TO DO → Please write out all of the items below again, swapping each "photograph" for "image" and keeping everything else the same. Leave the pictures out of your answer.

(Stored items from a collection)
==============================
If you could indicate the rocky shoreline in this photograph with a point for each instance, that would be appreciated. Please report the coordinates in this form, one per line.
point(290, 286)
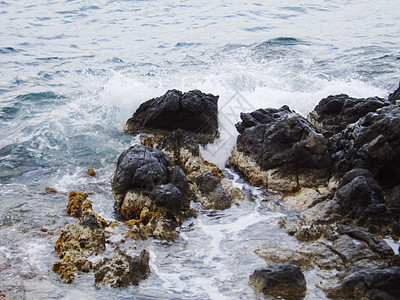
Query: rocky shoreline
point(338, 170)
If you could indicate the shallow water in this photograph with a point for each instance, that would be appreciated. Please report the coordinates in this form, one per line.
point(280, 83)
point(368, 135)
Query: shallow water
point(72, 73)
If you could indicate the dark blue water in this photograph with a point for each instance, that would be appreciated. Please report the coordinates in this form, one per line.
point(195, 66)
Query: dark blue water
point(72, 73)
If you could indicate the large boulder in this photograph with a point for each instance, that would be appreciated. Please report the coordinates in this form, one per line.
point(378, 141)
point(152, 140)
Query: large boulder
==============================
ANSWER IN FULL →
If you could indicate the rocky shoreline in this image with a point for each instance, that would be appreciated. Please report the coordinates in this form, one per line.
point(290, 286)
Query: rocky shoreline
point(338, 170)
If you could indicate the shallow water in this image with a point for each instance, that would be appreciated. Please report the coordinates in this form, one per line.
point(280, 83)
point(368, 135)
Query: shallow water
point(72, 73)
If you could indicate the dark blue water in this image with a point for each instance, that would be appreciated. Please report the coordinates in this form, one per line.
point(195, 66)
Query: dark blue water
point(72, 73)
If you could indicate the large boulder in this image with a point for each instance, that would be appreciated. Please report the coordinates in this form, one per line.
point(378, 141)
point(152, 140)
Query: large boulder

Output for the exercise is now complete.